Document
--- begin ---

The death of 49-year-old Herzberg may be unremarkable on the scale of traffic accident statistics, but as scrutiny of the technology intensifies, and public opinion cools, it may delay what once seemed an inevitable march towards the adoption of autonomous cars.

Uber self-driving car fatal crash: Arizona police release shocking dash cam video

For those in the know, that will come as no surprise. Uber’s own data reveals how far its driverless cars really are from taking over from humans.

A document leaked a year ago revealed that the average distance Uber’s driverless test cars could manage before a backup driver was forced to intervene was just 0.8 miles. During a week in 2017 in which Uber’s 43 test cars in Pittsburgh drove more than 20,000 miles, drivers intervened on 25,000 occasions.

For a time Uber was banned from testing its driverless Volvos in San Francisco, which is one reason it decamped to Arizona, where regulation is looser — though tests in California later resumed.

Christian Wolmar, the author of Driverless Cars: On a Road to Nowhere, points out that Uber has led the charge towards autonomy, believing it offers a cheaper and safer alternative to human drivers.

--- end ---

Stated goal
Print everything in the article on Uber's driverless cars from "Uber self-driving car" down to "over from humans.".

Dataset excerpts on pointing at objects
--- begin ---

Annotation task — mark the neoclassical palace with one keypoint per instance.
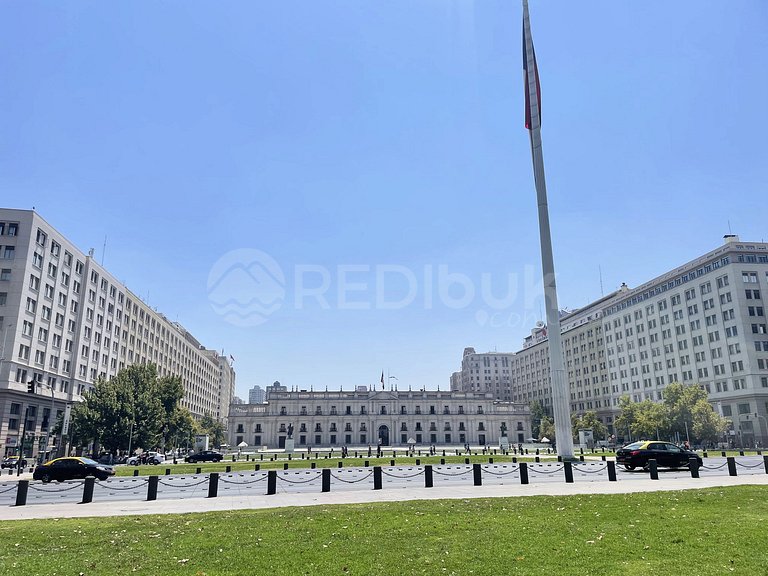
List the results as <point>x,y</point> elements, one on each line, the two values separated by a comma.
<point>373,417</point>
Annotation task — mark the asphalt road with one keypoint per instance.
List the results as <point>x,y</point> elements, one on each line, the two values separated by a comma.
<point>304,481</point>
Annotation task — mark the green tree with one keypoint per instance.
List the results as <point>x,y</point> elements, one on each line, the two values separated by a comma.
<point>546,429</point>
<point>538,413</point>
<point>114,410</point>
<point>214,429</point>
<point>586,421</point>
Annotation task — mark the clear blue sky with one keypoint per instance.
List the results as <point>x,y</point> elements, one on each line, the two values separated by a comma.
<point>341,133</point>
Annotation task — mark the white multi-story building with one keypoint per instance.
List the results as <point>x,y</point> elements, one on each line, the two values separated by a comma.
<point>702,323</point>
<point>65,321</point>
<point>256,395</point>
<point>388,418</point>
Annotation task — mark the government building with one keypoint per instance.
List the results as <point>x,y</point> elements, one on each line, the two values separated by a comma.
<point>702,323</point>
<point>66,321</point>
<point>376,417</point>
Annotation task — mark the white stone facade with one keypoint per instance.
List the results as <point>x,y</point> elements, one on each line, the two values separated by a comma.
<point>372,417</point>
<point>65,320</point>
<point>702,323</point>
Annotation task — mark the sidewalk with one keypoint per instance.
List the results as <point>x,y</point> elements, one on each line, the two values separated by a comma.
<point>226,503</point>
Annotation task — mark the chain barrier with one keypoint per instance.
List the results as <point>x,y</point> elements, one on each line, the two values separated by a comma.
<point>172,485</point>
<point>492,473</point>
<point>71,487</point>
<point>467,471</point>
<point>419,473</point>
<point>246,483</point>
<point>284,479</point>
<point>532,469</point>
<point>758,465</point>
<point>110,487</point>
<point>577,469</point>
<point>340,479</point>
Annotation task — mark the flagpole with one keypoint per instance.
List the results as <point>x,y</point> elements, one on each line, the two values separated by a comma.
<point>559,381</point>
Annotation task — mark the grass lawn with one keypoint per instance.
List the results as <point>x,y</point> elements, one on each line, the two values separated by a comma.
<point>697,532</point>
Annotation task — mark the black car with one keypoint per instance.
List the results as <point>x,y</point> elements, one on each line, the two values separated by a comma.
<point>205,456</point>
<point>13,462</point>
<point>666,454</point>
<point>71,468</point>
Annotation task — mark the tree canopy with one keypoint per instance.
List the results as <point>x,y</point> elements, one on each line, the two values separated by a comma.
<point>135,406</point>
<point>684,413</point>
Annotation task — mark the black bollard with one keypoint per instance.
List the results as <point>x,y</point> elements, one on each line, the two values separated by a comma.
<point>213,484</point>
<point>693,465</point>
<point>523,473</point>
<point>152,488</point>
<point>653,469</point>
<point>23,487</point>
<point>568,467</point>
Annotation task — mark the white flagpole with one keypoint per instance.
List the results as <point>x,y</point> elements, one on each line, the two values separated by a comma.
<point>559,380</point>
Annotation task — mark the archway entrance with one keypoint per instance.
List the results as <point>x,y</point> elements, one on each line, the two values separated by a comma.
<point>383,435</point>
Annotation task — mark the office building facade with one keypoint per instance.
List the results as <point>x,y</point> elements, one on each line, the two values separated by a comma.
<point>371,417</point>
<point>66,321</point>
<point>703,323</point>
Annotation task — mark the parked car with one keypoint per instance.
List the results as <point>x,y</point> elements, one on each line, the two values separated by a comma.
<point>205,456</point>
<point>13,462</point>
<point>666,454</point>
<point>71,468</point>
<point>152,458</point>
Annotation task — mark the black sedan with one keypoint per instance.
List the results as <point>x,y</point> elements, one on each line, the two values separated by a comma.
<point>666,454</point>
<point>205,456</point>
<point>71,468</point>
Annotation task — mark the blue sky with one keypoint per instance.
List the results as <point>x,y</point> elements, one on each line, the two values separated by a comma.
<point>339,137</point>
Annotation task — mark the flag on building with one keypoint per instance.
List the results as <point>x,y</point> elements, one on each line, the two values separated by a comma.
<point>530,68</point>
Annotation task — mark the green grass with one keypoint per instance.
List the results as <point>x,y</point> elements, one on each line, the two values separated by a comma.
<point>698,532</point>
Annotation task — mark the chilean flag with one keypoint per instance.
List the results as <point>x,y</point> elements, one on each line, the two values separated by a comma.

--- end ---

Worked answer
Uber self-driving car fatal crash: Arizona police release shocking dash cam video

For those in the know, that will come as no surprise. Uber’s own data reveals how far its driverless cars really are from taking over from humans.